* _TO BE DONE_
Copy out only the listing lines, starting with the line containing "Exercise. Mark the water" and going on through the line containing "pixel 714 372". Substitute "dew drop" for "water droplet" and leave everything else unchanged.

** START OF PROVIDED INFORMATION **

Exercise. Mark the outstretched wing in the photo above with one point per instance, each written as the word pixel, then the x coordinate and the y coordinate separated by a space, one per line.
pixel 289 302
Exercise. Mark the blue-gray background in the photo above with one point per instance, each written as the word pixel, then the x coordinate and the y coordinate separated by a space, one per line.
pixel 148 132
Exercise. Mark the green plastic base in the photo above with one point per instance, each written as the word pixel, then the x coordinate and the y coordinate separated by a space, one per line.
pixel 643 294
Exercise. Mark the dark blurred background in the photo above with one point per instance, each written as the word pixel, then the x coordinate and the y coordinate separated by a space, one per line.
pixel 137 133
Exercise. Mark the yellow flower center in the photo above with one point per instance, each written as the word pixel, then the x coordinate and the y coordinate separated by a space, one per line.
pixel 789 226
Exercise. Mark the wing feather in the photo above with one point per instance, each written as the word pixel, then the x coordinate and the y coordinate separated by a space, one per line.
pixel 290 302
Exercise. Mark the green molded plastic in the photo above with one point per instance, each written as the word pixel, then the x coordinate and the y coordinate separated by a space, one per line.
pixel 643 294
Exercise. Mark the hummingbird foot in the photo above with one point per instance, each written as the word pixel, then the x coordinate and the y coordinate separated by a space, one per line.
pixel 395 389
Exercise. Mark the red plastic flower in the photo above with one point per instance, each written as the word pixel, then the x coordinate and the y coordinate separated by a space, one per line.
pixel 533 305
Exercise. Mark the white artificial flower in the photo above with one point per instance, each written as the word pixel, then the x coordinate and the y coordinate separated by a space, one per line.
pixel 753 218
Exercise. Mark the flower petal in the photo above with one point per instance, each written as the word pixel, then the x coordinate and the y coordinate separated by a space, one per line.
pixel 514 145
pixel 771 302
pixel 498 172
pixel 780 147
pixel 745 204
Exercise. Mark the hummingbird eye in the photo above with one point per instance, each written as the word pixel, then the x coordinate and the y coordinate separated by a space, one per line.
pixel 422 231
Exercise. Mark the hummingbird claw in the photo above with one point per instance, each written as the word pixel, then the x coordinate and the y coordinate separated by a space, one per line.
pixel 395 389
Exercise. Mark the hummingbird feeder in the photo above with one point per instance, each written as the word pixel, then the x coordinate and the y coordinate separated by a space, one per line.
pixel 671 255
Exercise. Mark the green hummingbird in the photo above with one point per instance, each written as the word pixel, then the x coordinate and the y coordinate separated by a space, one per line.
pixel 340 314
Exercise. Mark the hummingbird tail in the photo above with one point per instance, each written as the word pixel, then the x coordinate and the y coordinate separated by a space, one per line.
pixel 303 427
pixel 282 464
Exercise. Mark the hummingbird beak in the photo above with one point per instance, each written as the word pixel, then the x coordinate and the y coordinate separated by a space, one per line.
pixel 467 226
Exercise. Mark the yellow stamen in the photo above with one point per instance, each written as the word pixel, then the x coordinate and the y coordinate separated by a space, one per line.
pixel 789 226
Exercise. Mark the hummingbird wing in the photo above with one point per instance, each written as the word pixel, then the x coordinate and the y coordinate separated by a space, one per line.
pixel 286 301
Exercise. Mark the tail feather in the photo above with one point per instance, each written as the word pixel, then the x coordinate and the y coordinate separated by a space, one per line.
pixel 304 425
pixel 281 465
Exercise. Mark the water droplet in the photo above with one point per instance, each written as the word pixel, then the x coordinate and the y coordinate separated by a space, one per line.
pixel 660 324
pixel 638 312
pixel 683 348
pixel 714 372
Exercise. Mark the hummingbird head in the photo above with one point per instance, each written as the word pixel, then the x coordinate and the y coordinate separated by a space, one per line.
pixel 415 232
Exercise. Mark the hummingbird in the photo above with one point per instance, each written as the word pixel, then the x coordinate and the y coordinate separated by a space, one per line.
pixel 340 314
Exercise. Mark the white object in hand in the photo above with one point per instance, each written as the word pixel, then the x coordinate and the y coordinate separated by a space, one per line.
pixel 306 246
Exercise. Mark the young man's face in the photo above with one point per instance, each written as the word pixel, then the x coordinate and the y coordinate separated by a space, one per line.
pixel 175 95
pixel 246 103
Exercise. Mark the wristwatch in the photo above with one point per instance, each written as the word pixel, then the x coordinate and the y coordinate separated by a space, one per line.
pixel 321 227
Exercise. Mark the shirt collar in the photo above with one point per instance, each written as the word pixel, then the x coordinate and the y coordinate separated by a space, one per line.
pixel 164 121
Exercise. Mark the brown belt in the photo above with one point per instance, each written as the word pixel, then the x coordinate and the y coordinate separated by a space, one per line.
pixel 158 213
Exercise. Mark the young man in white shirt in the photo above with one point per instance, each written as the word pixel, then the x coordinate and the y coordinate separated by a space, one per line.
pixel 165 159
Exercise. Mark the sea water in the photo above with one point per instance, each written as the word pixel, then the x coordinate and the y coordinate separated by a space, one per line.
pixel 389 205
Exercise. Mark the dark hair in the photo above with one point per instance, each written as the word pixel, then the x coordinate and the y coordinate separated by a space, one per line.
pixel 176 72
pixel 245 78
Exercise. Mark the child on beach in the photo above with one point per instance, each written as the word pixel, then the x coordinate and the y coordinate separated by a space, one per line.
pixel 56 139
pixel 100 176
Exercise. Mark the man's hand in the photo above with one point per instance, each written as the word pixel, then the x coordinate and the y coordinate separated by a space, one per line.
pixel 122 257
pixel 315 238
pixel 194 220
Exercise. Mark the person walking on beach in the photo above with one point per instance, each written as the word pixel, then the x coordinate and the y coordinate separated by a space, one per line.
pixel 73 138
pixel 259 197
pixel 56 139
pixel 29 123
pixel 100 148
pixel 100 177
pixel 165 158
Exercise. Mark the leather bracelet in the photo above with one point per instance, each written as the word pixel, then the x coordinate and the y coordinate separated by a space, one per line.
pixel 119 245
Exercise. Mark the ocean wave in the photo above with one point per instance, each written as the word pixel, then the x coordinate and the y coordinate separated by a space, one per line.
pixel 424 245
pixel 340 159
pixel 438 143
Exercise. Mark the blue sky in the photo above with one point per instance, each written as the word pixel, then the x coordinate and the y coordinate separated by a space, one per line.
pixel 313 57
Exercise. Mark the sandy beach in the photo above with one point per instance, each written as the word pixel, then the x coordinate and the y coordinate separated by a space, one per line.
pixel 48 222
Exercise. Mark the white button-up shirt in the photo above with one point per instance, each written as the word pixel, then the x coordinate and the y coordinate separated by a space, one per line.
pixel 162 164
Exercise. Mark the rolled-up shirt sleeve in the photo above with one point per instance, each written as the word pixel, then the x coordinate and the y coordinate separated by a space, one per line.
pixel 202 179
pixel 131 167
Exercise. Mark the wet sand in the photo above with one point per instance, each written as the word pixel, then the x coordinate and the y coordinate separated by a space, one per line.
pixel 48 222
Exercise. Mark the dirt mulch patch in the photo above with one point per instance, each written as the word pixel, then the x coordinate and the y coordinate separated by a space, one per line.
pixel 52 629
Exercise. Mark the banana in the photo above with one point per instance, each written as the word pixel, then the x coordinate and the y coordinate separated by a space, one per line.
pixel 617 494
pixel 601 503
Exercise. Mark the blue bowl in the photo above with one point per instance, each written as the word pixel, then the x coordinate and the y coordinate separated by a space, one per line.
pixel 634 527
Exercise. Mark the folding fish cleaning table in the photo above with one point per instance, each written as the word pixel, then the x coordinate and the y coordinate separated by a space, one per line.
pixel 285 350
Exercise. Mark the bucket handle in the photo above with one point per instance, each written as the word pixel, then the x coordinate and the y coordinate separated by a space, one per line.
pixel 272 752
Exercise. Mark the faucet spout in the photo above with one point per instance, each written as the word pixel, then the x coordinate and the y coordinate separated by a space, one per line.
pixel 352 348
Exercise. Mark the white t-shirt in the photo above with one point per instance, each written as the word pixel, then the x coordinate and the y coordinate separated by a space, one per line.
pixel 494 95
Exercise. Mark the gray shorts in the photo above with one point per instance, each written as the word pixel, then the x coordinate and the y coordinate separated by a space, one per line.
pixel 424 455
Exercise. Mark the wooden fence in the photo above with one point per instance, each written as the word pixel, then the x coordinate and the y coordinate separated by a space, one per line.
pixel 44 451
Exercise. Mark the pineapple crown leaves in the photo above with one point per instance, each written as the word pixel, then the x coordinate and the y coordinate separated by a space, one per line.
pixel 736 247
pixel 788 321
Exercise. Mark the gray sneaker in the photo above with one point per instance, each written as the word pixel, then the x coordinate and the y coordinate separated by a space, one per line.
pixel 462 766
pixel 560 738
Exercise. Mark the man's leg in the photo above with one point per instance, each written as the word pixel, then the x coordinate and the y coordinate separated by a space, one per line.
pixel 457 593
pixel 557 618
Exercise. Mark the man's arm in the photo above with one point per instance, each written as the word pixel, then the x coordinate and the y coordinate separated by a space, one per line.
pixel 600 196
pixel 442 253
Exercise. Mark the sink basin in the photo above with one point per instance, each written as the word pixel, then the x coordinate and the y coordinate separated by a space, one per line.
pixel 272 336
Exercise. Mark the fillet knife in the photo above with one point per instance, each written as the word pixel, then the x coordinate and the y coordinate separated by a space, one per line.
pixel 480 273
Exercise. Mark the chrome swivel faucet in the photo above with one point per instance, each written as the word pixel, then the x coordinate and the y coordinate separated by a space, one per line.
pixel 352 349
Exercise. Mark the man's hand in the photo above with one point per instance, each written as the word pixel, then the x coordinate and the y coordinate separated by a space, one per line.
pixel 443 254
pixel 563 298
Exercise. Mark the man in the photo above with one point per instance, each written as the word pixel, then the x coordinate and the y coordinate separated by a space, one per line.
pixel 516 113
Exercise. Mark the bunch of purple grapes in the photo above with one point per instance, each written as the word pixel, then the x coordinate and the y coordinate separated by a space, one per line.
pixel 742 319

** END OF PROVIDED INFORMATION **

* _CORRECT RESULT_
Exercise. Mark the dew drop in the photo above with one point per instance, each written as the word pixel, then the x coordinate and the y coordinate separated by a space, one per line.
pixel 660 324
pixel 638 312
pixel 683 348
pixel 714 372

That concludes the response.